-- Start Source document --
I saw news of and commentary about the Facebook study all over Facebook this weekend. The irony wasn’t lost. I can’t remember if I saw anyone discussing it on Twitter or G+.

Your latest series has me more aware of how I’m using social media, and what I’m willing to give up for the benefits it offers.

7 Laurel Regan { 06.30.14 at 7:52 pm }

I wrote a post awhile back about my blog being my home, so I totally get this!

Totally unrelated – I’m giving a quick re-read to “Life from Scratch” before I read both “Measure of Love” and “Apart at the Seams” (currently on order!) for the first time. I’m loving it even more the second time around, and can’t wait for the next two! 🙂

8 Mrs T (missohkay) { 06.30.14 at 10:19 pm }

Did you see this update about how FB’s terms of service were changed AFTER they already did the research? http://www.forbes.com/sites/kashmirhill/2014/06/30/facebook-only-got-permission-to-do-research-on-users-after-emotion-manipulation-study/

9 Amel { 07.01.14 at 6:08 am }

LOVE LOVE LOVE the analogy. This is what I’ve been feeling for a LONG time and I feel that I’m a freak for feeling that way when people keep getting more and more used to FB due to lack of time. So THANK YOU for the analogy.
-- End Source document --
-- Start Records shown --
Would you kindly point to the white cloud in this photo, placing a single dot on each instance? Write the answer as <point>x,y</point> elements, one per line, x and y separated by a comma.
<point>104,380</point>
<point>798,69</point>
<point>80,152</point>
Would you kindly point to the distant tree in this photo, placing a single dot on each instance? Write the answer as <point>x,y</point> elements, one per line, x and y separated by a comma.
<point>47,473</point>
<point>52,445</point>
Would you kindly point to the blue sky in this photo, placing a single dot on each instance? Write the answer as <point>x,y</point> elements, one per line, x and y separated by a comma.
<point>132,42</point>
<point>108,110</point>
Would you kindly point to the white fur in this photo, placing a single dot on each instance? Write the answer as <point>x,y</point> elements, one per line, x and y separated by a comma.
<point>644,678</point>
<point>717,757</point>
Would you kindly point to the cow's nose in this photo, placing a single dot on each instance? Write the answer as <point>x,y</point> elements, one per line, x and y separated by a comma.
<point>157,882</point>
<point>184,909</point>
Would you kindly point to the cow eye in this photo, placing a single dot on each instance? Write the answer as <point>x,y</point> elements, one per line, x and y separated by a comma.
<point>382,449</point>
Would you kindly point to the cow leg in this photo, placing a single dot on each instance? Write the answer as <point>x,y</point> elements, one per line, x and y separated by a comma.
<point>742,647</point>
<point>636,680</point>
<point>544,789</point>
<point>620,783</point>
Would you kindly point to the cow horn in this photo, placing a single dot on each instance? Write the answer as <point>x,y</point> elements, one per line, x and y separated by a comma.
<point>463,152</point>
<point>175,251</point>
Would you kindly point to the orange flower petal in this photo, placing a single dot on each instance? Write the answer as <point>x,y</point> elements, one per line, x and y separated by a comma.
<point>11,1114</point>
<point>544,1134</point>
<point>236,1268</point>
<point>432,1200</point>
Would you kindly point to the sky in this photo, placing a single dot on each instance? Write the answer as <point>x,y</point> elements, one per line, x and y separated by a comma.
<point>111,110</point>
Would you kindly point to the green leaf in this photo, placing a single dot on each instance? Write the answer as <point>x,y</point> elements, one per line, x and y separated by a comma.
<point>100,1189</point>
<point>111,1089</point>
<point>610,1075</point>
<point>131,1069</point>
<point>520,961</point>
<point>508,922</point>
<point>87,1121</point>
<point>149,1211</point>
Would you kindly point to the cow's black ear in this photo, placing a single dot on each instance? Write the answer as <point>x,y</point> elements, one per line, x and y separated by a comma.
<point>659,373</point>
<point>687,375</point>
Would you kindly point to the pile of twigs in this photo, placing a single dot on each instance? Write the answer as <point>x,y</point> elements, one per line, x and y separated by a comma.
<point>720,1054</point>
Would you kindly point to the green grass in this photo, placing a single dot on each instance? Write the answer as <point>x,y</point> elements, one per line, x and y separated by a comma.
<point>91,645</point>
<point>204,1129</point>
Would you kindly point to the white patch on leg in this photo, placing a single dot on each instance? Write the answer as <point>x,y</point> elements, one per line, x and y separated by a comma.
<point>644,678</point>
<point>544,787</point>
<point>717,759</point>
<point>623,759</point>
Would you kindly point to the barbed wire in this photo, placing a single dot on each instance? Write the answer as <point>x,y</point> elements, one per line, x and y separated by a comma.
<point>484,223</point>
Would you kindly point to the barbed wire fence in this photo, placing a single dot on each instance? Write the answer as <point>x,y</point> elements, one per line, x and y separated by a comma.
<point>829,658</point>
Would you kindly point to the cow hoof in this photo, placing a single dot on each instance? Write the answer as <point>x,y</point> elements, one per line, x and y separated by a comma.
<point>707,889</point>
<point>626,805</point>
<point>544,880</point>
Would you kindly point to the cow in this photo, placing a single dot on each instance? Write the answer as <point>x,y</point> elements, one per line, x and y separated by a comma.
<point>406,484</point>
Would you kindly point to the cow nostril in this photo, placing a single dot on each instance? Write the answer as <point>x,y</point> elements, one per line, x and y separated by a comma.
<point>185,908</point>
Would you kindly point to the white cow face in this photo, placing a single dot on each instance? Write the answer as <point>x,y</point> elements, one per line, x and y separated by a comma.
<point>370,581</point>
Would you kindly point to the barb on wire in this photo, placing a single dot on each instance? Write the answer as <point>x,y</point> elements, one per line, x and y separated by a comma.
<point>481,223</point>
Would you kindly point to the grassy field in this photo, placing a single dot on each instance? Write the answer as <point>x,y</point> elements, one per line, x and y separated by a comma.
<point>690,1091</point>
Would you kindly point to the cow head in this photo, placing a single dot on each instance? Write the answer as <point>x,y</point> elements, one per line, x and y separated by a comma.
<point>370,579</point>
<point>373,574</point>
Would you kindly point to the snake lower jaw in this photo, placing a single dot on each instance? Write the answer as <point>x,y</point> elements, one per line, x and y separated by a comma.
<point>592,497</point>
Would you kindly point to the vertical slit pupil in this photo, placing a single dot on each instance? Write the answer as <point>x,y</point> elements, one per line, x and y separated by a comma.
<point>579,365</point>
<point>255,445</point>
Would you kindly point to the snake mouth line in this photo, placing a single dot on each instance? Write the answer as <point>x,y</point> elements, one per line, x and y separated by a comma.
-- End Records shown --
Directives
1. Please copy the part of the blog comments that opens with "I saw news of" and closes with "Twitter or G+.", swapping "Twitter" for "Instagram".
2. Answer these questions from the blog comments:
(a) Which book is Laurel Regan re-reading?
(b) According to Mrs T, what did Facebook change after it had already done the research?
(c) What does Amel say people keep getting more and more used to FB because of?

Answer list
1.
I saw news of and commentary about the Facebook study all over Facebook this weekend. The irony wasn’t lost. I can’t remember if I saw anyone discussing it on Instagram or G+.

2.
(a) "Life from Scratch"
(b) Its terms of service
(c) Lack of time